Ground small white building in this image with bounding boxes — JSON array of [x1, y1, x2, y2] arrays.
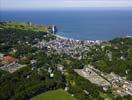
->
[[50, 73, 54, 78], [0, 53, 4, 57]]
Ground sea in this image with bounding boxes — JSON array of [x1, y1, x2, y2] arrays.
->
[[0, 8, 132, 40]]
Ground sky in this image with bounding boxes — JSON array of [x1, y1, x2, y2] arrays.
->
[[1, 0, 132, 10]]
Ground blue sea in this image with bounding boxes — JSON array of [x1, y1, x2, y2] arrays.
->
[[0, 9, 132, 40]]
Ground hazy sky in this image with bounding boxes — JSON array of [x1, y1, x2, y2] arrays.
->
[[1, 0, 132, 10]]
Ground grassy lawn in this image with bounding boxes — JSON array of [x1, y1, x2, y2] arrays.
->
[[32, 89, 77, 100]]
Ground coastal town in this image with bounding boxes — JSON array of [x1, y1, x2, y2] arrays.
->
[[35, 34, 102, 59], [0, 21, 132, 99], [1, 31, 132, 97]]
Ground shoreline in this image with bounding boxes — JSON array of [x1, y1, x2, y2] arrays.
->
[[55, 34, 102, 42], [55, 34, 132, 42]]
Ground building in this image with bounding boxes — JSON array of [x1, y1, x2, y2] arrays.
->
□ □ □ □ □
**What is being asked:** Each line in the listing that contains "image" should be returned.

**Result for this task:**
Ground small white building in this image with bounding boxes — JSON array of [x1, y1, x2, y2] arrays.
Ground sea in this image with bounding boxes — JSON array of [x1, y1, x2, y2] arrays.
Ground sky in this image with bounding boxes — JSON array of [x1, y1, x2, y2] arrays.
Ground blue sea in this image with bounding boxes — JSON array of [x1, y1, x2, y2] arrays.
Ground hazy sky in this image with bounding boxes — JSON array of [x1, y1, x2, y2] arrays.
Ground grassy lawn in this image with bounding boxes — JSON array of [x1, y1, x2, y2] arrays.
Ground coastal town in this image with bounding boxes — JSON array of [x1, y1, x2, y2] arrays.
Ground shoreline in this image with bounding boxes — JSON array of [x1, y1, x2, y2] arrays.
Ground building in this image with bounding boxes — JSON array of [x1, y1, x2, y2] arrays.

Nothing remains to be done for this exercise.